───── Texto citado

Itaipu Binacional: Uma visita à usina líder mundial em produção de energia renovável
Visitar a Usina Binacional de Itaipu é um rolê obrigatório para quem está em Foz do Iguaçu ou região. Além de poder conhecer de perto essa grandiosa e importante obra da engenharia mundial, durante a visita é possível entender melhor como se deu o seu processo de construção, aspectos técnicos relacionados ao seu funcionamento, operação e manutenção. Nesse post irei trazer alguns dados e curiosidades sobre a usina, falar da minha experiência na visita além de informações sobre passeios e reservas.
Dois países e uma usina: O tratado de Itaipu
A usina Hidrelétrica de Itaipu está localizada no rio Paraná, na fronteira entre o Brasil e o Paraguai. Dessa forma, o Tratado de Itaipu foi um acordo assinado entre os dois países em 26 de abril de 1973, estabelecendo as bases para a construção e operação da usina. Esse tratado foi fundamental para o desenvolvimento energético da região e ajudou a consolidar a cooperação entre Brasil e Paraguai. Entre os principais pontos desse tratado, cabe destacar:
- Criação da Itaipu Binacional: O tratado estabeleceu a Itaipu Binacional, uma entidade gerida em conjunto pelos dois países, responsável pela construção, operação e administração da Usina Hidrelétrica de Itaipu.
- Divisão da energia gerada: A energia produzida pela usina é dividida 50% para cada país. O Paraguai, que consome menos energia, é obrigado a vender seu excedente ao Brasil, sem poder comercializá-lo com terceiros.
- Financiamento e pagamento da dívida: A construção da usina foi financiada principalmente pelo Brasil. O custo foi pago ao longo dos anos com a venda da energia gerada, sendo que o Paraguai não precisou fazer investimentos diretos, pois os custos foram cobertos pelos empréstimos contraídos pelo Brasil.
- Duração e Revisão do Tratado: O tratado tinha validade de 50 anos a partir da entrada em operação da usina (1984), com revisão prevista para 2023. A renegociação pós-2023 visou permitir maior flexibilidade na comercialização da energia pelo Paraguai e ajustes nas condições econômicas.
Os números de Itaipu
- Potência instalada: 14.000 MW (megawatts). Por fins de curiosidade, o termo “potência instalada” se refere a quantidade de energia que uma fonte pode gerar operando com a sua capacidade máxima (vulgo, “no talo”). No caso de Itaipu, são 20 geradores de 700 MW cada. 20 x 700 = 14.000 MW. Para entender melhor, um único gerador de 700 MW é suficiente para abastecer uma cidade de 1,5 a 2 milhões de habitantes;
- Barragem e reservatório: A altura da barragem é de 196 metros (equivalente a um prédio de 65 andares), com comprimento de 7.919 metros (quase 8 km), sendo utilizado um volume de concreto de 12,3 milhões de m³ (suficiente para construir 210 estádios do Maracanã) na sua construção. Sobre o reservatório, possui uma área de 1.350 km² (equivalente ao tamanho da cidade de São Paulo), comprimento de 170 km e volume de água de 29 bilhões de m³;
- Impacto Econômico e Operação: O custo para a construção de Itaipu foi de aproximadamente US$ 20 bilhões (valores da época). Entrou em operação no ano de 1984 e atualmente fornece cerca de 90% da energia usada no Paraguai e 10% da energia consumida no Brasil. Como o Brasil possui uma matriz energética bastante diversificada, esse valor pode oscilar dependendo de fatores como condições climáticas, preço dos combustíveis e época do ano, mas ficando em torno de 10% ao longo do ano.

──────────
───── Registros fornecidos

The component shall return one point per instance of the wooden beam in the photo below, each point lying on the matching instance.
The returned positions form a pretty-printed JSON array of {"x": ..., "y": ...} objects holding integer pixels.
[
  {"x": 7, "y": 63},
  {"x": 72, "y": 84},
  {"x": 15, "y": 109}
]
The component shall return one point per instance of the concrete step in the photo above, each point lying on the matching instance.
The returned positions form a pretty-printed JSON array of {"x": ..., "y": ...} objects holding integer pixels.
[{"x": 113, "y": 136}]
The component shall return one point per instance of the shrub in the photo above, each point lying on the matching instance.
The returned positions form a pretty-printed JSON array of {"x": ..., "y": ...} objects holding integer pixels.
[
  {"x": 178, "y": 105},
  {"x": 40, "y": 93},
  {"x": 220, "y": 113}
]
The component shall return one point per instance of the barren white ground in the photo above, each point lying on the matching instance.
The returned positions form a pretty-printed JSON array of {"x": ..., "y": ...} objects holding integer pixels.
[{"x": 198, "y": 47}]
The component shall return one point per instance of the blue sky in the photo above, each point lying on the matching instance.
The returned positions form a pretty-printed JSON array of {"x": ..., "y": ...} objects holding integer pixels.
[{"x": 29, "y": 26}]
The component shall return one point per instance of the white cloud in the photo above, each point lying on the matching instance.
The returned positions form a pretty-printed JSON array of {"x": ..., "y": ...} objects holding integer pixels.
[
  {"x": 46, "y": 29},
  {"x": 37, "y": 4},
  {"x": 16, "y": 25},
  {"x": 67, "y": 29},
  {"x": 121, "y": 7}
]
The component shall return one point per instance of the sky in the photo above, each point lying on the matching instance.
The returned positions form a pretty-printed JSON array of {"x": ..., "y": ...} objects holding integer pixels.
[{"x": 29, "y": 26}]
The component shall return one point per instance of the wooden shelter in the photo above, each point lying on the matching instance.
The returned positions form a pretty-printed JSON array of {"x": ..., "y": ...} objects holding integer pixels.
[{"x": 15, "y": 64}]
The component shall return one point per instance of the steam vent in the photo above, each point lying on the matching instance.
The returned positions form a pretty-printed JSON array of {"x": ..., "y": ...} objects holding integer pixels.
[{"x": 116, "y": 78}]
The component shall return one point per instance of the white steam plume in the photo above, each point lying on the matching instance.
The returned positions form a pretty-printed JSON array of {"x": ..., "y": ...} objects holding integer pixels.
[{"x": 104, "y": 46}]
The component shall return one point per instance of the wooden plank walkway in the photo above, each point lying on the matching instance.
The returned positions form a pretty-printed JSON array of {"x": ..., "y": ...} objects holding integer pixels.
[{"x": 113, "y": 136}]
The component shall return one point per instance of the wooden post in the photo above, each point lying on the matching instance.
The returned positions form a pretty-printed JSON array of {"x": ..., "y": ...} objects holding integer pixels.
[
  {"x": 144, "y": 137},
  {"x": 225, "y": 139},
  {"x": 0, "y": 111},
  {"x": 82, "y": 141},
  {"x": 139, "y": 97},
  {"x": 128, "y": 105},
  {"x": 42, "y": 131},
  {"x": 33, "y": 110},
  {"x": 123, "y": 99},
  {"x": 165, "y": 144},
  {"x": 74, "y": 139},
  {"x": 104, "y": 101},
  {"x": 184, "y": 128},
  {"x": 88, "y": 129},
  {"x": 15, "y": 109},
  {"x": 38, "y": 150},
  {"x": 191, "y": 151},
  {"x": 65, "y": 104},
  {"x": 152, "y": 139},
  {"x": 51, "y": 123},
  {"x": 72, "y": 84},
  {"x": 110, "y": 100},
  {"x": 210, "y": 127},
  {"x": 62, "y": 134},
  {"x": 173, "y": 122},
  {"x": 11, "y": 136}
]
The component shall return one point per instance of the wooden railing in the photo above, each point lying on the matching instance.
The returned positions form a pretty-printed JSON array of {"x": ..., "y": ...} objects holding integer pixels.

──────────

→ Solicitações
• A. No texto sobre Itaipu, reescreva todo o trecho desde "- Divisão da" até "comercializá-lo com terceiros.", trocando "excedente" por "saldo".
• B. Resuma em poucas palavras o parágrafo do texto sobre Itaipu que começa com "Financiamento e pagamento da dívida", mantendo seus fatos principais.
• C. Dê prosseguimento ao texto sobre Itaipu a partir do ponto em que ele termina.
Os registros não têm nenhuma relação com o texto sobre Itaipu.

→ Respostas do exercício
• A.
- Divisão da energia gerada: A energia produzida pela usina é dividida 50% para cada país. O Paraguai, que consome menos energia, é obrigado a vender seu saldo ao Brasil, sem poder comercializá-lo com terceiros.

• B. Financiamento e pagamento da dívida: o Brasil financiou a maior parte da construção da usina com empréstimos. O custo foi pago ao longo dos anos com a venda da energia, e o Paraguai não fez investimentos diretos.

• C.
A minha experiência em visitar Itaipu
O ponto de partida da visita é no Centro de Recepção de Visitantes de Itaipu. Fica a aproximadamente 10 km do centro de Foz de Iguaçu e pode ser acessado através de ônibus urbanos, aplicativos ou até mesmo veículos particulares. De Uber demora cerca de 20 minutos e custa na faixa de 30 reais. Uma vez no centro de visitantes, é necessário aguardar na fila de credenciamento, onde os visitantes serão separados de acordo com o horário e o tipo de passeio reservado.

São oferecidos basicamente 2 tipos de passeios. O primeiro é o Itaipu Panorâmica, um trajeto externo onde é contada a história e curiosidades sobre a construção da usina. Além disso, o passeio conta com áudio-guia e monitores de turismo para dúvidas e complemento da experiência. Já o segundo é o Itaipu Especial, que conta com parada no mirante central e no mirante vertedouro, parada em cima da barragem, sala de comando central, galeria dos geradores e eixo da turbina. São oferecidos descontos para moradores de Foz do Iguaçu e municípios lindeiros, além de meia entrada. Todas as informações podem ser verificadas diretamente no site oficial da Itaipu Turismo (Itaipu Ingressos e Passeios: Confira nossas opções!).
Optei pelo passeio Itaipu Especial, pois tinha curiosidade de conhecer a parte interna da usina há muito tempo (desde as disciplinas de geração de energia da faculdade de engenharia! rsrs). A bordo de um ônibus panorâmico, seguimos rumo à primeira parada, na parte superior da barragem. De lá é possível ter uma vista bem ampla do trecho rio Paraná após passar pelas unidades geradoras, além dos circuitos que vão desde as saídas dos geradores até a subestação de transmissão de energia (no alto, à direita).



Dando sequência na visita, é chegado o momento de acessar as galerias da usina. Logo na chegada, nos deparamos com os dutos forçados, que são parte importante no processo de geração de energia baseada no princípio de Bernoulli (hidrodinâmica), que considera a relação entre pressão, volume e altura. De forma prática, a água do reservatório está em uma posição elevada (energia potencial gravitacional alta). Ao descer pelos dutos, a energia potencial se transforma em energia cinética, aumentando a velocidade da água. Isso cria um fluxo de alta pressão que movimenta as turbinas da usina, gerando energia elétrica. Para se ter ideia da dimensão desses dutos, basta perceber o tamanho desses em ralação aos carros, na no canto inferior direito da imagem.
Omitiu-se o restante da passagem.